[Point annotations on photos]

• • • • •

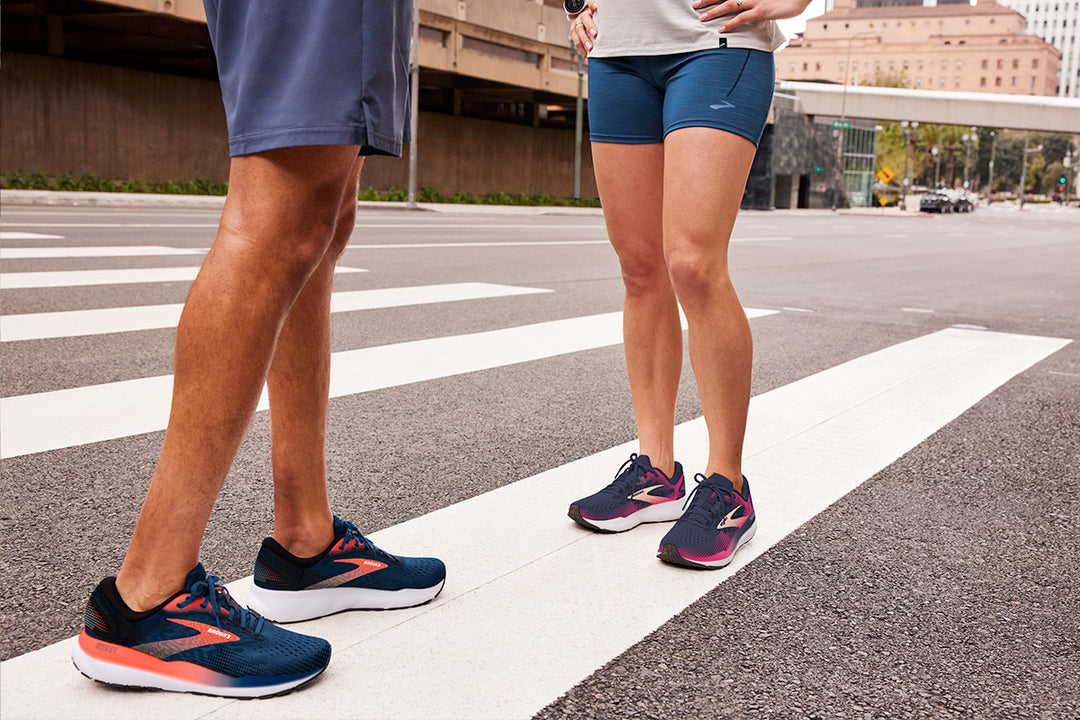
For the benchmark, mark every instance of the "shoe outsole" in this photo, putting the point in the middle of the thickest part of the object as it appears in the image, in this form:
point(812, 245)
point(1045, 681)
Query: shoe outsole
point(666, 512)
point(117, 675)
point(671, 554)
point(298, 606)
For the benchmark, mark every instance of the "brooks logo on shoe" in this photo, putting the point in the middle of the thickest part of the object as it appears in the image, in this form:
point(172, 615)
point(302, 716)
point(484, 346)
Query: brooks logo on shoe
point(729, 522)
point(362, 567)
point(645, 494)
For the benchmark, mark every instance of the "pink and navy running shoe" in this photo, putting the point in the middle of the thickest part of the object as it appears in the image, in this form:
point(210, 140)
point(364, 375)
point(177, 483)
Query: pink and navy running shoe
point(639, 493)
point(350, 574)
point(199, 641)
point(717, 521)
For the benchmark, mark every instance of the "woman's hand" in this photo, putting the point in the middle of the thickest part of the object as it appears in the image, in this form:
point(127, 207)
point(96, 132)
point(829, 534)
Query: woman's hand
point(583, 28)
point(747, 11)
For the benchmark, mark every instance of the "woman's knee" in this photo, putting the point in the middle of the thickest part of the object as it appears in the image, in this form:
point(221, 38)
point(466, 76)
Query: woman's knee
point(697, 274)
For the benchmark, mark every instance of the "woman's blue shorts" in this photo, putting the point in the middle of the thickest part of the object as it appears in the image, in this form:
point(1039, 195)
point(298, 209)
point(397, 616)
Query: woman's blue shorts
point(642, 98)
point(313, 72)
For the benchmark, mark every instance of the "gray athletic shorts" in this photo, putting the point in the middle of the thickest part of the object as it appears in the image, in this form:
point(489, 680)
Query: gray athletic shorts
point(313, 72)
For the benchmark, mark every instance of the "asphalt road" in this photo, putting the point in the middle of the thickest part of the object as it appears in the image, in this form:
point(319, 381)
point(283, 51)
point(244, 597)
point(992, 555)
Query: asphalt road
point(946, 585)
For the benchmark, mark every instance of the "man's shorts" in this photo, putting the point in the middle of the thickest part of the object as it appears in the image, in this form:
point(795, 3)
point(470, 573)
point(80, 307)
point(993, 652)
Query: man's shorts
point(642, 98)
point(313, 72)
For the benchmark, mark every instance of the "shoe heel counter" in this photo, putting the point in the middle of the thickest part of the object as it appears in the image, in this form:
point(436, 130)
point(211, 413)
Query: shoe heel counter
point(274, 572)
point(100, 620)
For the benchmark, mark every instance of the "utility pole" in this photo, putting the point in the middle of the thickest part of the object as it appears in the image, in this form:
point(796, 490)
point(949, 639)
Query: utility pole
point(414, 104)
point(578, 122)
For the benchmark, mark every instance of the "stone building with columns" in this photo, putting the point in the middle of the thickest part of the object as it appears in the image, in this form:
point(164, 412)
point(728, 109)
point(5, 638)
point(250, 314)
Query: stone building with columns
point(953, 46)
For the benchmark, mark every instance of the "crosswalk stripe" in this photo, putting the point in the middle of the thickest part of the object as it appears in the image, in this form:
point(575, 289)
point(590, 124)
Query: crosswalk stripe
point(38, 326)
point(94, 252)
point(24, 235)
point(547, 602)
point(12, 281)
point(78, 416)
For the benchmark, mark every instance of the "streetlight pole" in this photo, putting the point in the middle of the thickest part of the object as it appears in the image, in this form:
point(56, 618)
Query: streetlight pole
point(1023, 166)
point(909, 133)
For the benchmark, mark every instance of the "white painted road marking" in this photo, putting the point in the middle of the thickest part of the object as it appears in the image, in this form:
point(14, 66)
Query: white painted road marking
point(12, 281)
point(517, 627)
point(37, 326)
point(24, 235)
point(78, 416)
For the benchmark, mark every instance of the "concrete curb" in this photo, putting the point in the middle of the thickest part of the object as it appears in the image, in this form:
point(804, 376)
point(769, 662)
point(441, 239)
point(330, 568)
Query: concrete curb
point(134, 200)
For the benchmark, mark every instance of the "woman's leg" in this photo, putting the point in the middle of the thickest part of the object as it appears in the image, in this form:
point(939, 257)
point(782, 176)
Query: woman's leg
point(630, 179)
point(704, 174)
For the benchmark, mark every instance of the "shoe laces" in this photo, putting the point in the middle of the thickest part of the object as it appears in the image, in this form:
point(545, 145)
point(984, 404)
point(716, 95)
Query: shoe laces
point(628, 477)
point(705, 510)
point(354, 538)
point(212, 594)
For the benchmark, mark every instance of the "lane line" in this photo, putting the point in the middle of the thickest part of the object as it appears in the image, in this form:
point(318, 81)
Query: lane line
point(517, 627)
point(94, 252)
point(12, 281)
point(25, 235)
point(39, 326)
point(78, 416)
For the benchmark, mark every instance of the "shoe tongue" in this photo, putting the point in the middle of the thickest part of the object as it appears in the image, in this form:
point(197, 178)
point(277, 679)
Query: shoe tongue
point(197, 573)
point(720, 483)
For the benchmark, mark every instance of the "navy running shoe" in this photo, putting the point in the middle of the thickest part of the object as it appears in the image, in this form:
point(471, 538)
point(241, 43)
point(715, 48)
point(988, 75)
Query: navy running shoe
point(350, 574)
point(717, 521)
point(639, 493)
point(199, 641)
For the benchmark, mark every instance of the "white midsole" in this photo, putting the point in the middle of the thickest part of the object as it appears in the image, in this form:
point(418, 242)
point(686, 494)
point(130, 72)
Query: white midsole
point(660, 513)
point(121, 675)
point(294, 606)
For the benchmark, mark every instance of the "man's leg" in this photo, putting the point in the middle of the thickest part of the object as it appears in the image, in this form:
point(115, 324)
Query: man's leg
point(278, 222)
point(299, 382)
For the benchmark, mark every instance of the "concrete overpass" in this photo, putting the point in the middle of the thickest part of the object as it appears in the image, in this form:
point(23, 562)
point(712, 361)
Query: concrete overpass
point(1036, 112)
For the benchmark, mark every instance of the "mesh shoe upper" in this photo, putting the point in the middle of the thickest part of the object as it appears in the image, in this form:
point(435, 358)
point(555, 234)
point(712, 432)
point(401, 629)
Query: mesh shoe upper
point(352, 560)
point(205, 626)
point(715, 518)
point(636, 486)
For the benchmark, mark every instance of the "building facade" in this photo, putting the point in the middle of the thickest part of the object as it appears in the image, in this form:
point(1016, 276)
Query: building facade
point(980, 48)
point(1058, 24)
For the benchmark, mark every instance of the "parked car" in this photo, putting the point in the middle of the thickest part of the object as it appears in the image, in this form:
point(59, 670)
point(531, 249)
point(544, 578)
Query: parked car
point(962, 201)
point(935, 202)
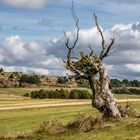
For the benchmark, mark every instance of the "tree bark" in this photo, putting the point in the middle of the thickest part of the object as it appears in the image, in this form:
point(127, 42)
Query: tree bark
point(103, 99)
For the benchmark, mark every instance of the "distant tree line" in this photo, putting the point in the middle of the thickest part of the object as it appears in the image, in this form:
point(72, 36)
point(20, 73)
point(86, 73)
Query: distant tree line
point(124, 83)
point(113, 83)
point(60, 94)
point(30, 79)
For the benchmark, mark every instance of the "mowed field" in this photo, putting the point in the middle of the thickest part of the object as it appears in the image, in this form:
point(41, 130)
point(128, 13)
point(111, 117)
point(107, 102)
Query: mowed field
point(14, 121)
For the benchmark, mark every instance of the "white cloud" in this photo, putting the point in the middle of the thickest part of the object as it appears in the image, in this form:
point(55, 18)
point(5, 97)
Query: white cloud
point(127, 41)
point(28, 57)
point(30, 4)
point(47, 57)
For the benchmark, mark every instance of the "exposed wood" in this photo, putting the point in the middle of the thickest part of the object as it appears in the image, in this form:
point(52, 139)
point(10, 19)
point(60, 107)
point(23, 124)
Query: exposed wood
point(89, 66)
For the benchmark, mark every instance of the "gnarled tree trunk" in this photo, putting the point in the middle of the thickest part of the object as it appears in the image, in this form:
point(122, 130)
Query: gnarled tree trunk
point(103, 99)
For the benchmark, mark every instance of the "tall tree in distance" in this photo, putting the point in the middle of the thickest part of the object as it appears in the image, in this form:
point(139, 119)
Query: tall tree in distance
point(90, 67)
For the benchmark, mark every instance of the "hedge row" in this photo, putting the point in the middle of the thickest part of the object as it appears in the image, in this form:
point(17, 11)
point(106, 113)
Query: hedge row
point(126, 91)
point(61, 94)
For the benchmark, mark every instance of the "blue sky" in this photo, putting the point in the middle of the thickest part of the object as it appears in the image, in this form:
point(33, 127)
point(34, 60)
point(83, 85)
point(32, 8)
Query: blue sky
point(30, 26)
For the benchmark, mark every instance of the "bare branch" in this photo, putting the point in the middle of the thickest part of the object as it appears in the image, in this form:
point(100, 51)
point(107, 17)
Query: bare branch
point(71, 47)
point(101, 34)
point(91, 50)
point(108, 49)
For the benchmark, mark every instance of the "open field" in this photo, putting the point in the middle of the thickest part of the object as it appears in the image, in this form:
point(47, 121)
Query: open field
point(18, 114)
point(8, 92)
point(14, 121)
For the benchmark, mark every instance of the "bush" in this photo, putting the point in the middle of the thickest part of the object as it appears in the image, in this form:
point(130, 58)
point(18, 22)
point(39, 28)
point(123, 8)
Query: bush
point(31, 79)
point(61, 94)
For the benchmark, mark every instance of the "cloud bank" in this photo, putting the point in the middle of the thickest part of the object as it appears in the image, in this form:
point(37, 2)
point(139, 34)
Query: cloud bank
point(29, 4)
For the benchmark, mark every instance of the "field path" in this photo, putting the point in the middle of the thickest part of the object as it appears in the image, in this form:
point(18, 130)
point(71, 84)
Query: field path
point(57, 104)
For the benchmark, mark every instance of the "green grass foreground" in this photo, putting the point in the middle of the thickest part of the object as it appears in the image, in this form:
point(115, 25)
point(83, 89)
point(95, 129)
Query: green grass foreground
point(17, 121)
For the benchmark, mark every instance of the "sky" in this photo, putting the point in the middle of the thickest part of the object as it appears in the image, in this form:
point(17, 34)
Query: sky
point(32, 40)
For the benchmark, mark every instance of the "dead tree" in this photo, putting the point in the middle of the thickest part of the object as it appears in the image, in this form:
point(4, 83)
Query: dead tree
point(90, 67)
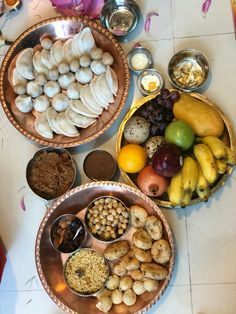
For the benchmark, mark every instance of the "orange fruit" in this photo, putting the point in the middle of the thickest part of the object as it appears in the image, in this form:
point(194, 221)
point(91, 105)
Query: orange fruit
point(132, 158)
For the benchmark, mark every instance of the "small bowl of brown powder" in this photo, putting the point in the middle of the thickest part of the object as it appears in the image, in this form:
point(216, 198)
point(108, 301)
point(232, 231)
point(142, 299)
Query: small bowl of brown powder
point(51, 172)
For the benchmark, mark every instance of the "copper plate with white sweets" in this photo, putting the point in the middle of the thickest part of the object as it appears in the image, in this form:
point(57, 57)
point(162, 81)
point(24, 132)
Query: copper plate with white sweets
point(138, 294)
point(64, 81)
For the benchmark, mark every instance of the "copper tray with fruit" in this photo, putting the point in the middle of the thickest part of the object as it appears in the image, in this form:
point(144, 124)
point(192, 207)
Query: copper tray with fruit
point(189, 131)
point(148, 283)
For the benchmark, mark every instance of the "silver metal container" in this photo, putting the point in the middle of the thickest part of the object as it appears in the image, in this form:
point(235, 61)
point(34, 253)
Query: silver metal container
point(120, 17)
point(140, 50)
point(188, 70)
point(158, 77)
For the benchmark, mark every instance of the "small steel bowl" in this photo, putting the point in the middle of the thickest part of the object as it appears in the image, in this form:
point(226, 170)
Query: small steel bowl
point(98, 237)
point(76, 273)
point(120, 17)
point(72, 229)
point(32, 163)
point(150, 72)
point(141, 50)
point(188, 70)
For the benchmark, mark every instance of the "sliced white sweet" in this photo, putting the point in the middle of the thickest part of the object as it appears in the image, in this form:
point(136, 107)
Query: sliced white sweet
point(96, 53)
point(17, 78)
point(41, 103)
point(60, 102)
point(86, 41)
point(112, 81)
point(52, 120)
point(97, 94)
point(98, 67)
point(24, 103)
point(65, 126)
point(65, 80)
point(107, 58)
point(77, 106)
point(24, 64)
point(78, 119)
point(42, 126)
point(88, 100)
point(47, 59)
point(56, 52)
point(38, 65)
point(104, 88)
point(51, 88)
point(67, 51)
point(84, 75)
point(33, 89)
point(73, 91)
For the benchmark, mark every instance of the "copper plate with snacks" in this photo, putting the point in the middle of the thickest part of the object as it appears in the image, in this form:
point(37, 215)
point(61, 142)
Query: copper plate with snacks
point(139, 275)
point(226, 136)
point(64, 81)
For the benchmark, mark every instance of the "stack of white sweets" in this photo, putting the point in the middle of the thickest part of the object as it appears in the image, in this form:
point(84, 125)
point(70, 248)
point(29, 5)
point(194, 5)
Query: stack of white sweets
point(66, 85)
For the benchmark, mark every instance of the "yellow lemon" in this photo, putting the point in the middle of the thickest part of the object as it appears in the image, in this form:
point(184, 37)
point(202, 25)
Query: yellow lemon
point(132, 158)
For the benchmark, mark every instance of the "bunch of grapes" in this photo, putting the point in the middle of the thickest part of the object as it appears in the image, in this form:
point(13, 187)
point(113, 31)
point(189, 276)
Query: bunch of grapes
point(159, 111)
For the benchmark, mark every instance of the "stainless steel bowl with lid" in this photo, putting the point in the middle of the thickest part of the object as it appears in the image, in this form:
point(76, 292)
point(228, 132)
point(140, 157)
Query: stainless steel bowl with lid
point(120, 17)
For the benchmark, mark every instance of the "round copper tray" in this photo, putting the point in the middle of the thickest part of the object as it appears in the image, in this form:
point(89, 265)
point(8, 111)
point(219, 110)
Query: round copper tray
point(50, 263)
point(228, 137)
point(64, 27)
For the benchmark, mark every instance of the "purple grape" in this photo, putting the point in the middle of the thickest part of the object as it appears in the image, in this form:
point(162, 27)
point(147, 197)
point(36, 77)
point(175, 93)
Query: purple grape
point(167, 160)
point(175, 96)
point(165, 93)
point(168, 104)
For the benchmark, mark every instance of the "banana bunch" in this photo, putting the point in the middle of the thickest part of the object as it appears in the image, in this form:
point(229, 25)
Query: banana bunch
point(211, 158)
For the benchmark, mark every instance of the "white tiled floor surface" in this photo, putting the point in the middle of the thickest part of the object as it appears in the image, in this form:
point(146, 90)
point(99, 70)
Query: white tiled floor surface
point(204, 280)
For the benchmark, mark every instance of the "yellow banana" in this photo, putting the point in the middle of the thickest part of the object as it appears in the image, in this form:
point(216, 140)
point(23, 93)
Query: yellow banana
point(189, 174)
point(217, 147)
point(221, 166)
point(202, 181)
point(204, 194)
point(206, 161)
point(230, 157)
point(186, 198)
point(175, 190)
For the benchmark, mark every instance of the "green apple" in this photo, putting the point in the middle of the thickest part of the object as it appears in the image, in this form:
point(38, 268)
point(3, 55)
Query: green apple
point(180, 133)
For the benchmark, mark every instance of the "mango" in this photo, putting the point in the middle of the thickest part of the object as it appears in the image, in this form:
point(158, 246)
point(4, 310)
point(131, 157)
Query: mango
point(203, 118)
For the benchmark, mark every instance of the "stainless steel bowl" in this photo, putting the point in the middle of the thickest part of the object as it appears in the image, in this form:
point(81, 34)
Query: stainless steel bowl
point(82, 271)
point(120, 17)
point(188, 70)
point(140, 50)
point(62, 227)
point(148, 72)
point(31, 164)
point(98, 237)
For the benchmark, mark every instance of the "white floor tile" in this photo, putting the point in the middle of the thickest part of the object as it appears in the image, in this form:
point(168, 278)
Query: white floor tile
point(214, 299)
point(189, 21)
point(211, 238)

• • • • •

◆ Exercise instructions: Pull out the lines running from the start of the entries through the line containing "point(298, 606)", including that line, and reproduce each one unchanged. Leave the pictures out of your answer.

◆ Complete output:
For the benchmark, mark every instance of the "shoe outsole" in this photo, putting the point in the middle of the thickest part of the object as it appears in the image, in this form:
point(812, 245)
point(1045, 681)
Query: shoe outsole
point(666, 512)
point(117, 675)
point(671, 554)
point(298, 606)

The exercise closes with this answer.